WHAT TO DO: Reproduce the listing below verbatim.
DATA EXCERPTS: Begin
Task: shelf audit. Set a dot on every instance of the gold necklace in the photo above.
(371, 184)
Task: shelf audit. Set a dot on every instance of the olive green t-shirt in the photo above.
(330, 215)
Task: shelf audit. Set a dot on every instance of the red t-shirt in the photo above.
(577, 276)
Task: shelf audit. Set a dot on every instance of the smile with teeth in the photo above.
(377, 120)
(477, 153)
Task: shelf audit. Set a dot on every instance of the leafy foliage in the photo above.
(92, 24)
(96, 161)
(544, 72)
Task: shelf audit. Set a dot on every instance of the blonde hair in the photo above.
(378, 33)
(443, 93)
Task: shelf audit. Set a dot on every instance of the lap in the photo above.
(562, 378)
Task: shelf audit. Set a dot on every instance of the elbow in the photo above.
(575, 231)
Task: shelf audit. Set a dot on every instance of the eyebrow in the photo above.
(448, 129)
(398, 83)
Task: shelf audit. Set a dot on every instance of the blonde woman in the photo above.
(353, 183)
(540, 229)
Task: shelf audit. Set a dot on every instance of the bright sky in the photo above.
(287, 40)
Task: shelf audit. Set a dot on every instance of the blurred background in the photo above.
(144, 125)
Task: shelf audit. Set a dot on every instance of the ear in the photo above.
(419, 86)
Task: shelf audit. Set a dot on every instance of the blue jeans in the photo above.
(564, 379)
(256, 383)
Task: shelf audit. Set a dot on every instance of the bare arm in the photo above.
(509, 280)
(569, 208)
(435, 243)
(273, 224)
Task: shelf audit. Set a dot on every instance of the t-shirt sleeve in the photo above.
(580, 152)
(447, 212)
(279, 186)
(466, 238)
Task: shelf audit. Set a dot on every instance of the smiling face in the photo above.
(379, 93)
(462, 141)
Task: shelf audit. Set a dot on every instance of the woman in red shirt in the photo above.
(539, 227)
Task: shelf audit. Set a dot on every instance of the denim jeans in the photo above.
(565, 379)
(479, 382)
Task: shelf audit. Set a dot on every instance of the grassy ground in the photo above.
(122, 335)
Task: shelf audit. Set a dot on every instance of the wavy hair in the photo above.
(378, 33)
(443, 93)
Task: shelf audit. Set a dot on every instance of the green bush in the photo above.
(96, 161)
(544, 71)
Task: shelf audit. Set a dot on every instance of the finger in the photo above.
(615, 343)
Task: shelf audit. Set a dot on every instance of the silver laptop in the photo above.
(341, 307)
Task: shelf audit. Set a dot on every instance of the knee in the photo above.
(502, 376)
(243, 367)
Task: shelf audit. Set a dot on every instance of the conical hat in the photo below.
DATA EXCERPTS: End
ANSWER FOR THE TASK:
Task: shelf audit. Set a dot on every instance of the gold necklace in the photo above.
(371, 184)
Task: shelf audit. Set a dot on every instance of the olive green t-shirt in the photo above.
(330, 215)
Task: shelf audit. Set a dot on every instance of the red t-shirt in the photo above.
(577, 276)
Task: shelf audit. Set a dot on every instance of the smile with teeth in the photo above.
(377, 120)
(477, 153)
Task: shelf audit. Set a dot on every instance of the leafy foliage in the photo above.
(92, 24)
(96, 161)
(544, 72)
Task: shelf audit. Set a dot on every instance of the blonde hair in the photo above.
(378, 33)
(443, 93)
Task: shelf audit. Set a dot on every instance of the lap in the photo above.
(562, 378)
Task: shelf audit. Set a dot on every instance of the elbow in the photo above.
(575, 231)
Task: shelf audit. Set a dot on every instance of the eyebrow in the photo above.
(448, 129)
(398, 83)
Task: shelf audit. Set a dot on every instance of the blonde woman in the photo above.
(353, 183)
(540, 229)
Task: shelf audit. Set a dot on every instance of the bright sky in the photo above.
(287, 40)
Task: shelf audit. Set a dot on every instance of the blurred background in the photo above.
(144, 125)
Task: shelf audit. Set a dot on every instance of the ear in the photo above.
(419, 86)
Task: shelf audit. Set a dot on every instance of the blue jeans in the photo above.
(564, 379)
(256, 383)
Task: shelf audit. Set a dot on every instance of the bare arm in the photo above.
(509, 280)
(569, 208)
(435, 243)
(273, 224)
Task: shelf audit. Set a dot on every instance of the t-shirt sleeve in the photo above.
(580, 152)
(447, 212)
(279, 186)
(466, 238)
Task: shelf audit. Set a dot on every instance of the smiling face in the photo above.
(379, 93)
(462, 141)
Task: shelf audit. Set a dot on every instance of the woman in red shirt in the photo above.
(539, 227)
Task: shelf audit. Set a dot on every instance of the denim jeans in the photo above.
(565, 379)
(479, 382)
Task: shelf audit. Set a dot on every instance of the grassy ground in the photo above.
(122, 335)
Task: shelf audit. Set a dot on every instance of the wavy hair in the photo above.
(378, 33)
(443, 93)
Task: shelf audit. Set a dot on every instance of the green bush in the photo above.
(96, 161)
(544, 71)
Task: shelf audit. Set a dot on every instance of the finger in the photo above.
(615, 343)
Task: shelf audit. Set a dot on every instance of the silver laptop in the photo above.
(341, 307)
Task: shelf audit. Set a dot on every instance of the knee in the photo above.
(502, 376)
(243, 367)
Task: shelf audit. Set a dot on every instance of the conical hat in the photo below.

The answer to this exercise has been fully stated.